Dataset —
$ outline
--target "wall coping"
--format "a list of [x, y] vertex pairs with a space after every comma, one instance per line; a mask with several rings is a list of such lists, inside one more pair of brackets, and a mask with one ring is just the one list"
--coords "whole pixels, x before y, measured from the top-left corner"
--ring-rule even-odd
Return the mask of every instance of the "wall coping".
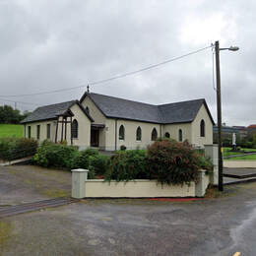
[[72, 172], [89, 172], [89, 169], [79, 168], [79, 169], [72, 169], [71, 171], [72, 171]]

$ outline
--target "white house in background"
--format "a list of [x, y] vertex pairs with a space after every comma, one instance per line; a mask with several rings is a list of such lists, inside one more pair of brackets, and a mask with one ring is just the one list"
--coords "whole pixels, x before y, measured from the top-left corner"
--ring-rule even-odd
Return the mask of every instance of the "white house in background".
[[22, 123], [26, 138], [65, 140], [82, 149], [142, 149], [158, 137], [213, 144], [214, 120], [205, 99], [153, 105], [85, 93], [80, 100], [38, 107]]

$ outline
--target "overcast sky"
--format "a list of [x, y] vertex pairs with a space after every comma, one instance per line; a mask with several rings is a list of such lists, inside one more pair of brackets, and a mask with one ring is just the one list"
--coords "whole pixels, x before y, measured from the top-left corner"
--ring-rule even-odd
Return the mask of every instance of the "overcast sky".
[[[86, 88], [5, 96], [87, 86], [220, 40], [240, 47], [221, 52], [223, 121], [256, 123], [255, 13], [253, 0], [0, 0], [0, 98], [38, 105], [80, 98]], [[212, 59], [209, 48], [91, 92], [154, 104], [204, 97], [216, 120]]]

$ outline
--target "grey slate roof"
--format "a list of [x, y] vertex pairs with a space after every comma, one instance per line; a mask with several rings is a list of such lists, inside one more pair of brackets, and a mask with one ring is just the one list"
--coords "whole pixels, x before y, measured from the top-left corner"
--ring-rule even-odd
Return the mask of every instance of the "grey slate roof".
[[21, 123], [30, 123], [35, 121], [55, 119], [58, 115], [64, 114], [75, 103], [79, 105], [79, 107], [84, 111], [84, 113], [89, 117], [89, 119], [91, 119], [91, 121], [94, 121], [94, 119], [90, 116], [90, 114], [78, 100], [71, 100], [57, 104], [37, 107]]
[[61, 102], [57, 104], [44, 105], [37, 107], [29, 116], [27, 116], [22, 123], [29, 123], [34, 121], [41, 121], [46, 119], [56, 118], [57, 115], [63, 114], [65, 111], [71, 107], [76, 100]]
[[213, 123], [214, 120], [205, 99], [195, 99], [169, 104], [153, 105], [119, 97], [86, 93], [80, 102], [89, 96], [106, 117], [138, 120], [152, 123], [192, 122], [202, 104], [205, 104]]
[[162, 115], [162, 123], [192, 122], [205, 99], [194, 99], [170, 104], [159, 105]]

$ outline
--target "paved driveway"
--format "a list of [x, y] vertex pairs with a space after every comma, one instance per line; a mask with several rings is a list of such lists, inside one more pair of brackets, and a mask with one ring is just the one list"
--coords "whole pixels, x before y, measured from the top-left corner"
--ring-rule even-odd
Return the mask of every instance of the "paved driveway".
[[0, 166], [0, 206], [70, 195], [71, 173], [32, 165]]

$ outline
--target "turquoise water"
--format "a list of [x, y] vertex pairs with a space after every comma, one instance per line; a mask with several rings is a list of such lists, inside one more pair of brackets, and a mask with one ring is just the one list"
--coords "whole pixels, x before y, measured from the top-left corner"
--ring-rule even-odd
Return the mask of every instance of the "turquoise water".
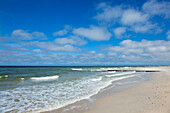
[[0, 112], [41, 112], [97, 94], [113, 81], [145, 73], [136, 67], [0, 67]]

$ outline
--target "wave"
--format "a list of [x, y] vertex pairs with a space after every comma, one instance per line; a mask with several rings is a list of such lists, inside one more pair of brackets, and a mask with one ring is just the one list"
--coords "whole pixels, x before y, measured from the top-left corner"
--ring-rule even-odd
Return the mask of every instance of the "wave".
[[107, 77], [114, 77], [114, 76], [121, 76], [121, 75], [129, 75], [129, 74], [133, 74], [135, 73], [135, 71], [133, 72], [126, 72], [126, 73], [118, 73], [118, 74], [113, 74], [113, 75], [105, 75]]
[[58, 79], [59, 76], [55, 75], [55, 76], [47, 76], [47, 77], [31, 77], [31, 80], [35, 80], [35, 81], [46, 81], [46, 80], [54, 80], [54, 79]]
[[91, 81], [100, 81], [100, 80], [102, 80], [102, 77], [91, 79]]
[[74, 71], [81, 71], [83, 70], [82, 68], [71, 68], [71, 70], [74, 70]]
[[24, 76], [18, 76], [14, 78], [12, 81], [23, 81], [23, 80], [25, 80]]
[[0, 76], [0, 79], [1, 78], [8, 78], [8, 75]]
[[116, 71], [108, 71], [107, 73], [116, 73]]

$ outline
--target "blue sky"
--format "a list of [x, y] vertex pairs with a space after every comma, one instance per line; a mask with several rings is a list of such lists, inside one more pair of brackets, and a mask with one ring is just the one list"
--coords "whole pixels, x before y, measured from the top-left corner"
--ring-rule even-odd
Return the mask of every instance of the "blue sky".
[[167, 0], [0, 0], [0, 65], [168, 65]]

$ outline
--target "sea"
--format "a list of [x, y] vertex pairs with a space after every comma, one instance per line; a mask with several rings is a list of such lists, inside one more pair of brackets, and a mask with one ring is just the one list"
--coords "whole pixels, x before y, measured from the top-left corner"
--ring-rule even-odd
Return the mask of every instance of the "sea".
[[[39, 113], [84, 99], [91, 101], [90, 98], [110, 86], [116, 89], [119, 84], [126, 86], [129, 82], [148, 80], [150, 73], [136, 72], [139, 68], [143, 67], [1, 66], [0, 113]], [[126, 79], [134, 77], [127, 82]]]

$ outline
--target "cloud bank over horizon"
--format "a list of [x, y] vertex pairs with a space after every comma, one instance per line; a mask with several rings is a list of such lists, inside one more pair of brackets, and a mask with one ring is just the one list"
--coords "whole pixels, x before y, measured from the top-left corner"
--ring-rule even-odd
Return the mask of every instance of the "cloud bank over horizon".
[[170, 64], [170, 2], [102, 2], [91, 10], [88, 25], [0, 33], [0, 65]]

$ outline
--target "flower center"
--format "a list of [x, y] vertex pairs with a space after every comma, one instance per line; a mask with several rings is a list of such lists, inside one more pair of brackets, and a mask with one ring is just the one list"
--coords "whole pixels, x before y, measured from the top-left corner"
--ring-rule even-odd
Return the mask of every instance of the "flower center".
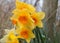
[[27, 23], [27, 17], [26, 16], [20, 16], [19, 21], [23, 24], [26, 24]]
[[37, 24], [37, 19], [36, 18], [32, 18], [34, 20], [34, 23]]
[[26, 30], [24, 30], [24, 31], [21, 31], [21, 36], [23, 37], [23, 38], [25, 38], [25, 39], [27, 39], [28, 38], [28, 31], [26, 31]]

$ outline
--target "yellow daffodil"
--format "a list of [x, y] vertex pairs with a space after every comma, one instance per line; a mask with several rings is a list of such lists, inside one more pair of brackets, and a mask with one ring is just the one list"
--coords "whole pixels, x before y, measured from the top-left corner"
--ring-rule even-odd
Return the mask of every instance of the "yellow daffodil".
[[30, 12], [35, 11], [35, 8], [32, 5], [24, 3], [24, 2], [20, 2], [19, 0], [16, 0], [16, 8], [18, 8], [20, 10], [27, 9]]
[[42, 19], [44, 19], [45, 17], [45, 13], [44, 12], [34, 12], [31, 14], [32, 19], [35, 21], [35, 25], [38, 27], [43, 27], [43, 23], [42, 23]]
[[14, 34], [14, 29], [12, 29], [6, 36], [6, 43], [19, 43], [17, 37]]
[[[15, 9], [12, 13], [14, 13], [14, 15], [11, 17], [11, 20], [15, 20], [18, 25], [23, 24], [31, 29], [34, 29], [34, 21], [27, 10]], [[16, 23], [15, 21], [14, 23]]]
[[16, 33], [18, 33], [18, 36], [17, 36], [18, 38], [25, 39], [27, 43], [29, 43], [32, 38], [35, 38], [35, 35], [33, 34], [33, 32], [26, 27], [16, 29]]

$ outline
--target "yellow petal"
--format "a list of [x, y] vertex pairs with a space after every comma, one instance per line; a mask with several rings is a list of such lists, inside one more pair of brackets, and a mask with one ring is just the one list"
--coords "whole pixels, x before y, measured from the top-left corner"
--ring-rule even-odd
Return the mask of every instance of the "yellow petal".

Aim of the task — Format the listing from its start through the line containing "100], [38, 107]]" as a numbered list, dropping blank lines and leaving out the picture.

Task output —
1. $ outline
2. --target "wall coping"
3. --format "a list of [x, y] vertex pairs with a space after every comma, one instance per line; a mask with several rings is a list of such lists, inside one more pair of brackets, and a mask with one ring is just the one list"
4. --coords "whole pixels, x before y, measured from the top-left corner"
5. --ring-rule even-odd
6. Return the mask of every instance of the "wall coping".
7. [[72, 172], [89, 172], [89, 169], [79, 168], [79, 169], [72, 169], [71, 171], [72, 171]]
8. $ outline
9. --target "white house in background"
10. --format "a list of [x, y] vertex pairs with a space after every comma, one instance per line; a mask with several rings is a list of such lists, inside one more pair of brackets, and a mask with one ring is just the one list"
11. --coords "whole pixels, x before y, measured from the top-left corner"
12. --ring-rule even-odd
13. Return the mask of every instance of the "white house in background".
14. [[22, 123], [26, 138], [65, 140], [82, 149], [142, 149], [158, 137], [213, 144], [214, 120], [205, 99], [153, 105], [85, 93], [80, 100], [38, 107]]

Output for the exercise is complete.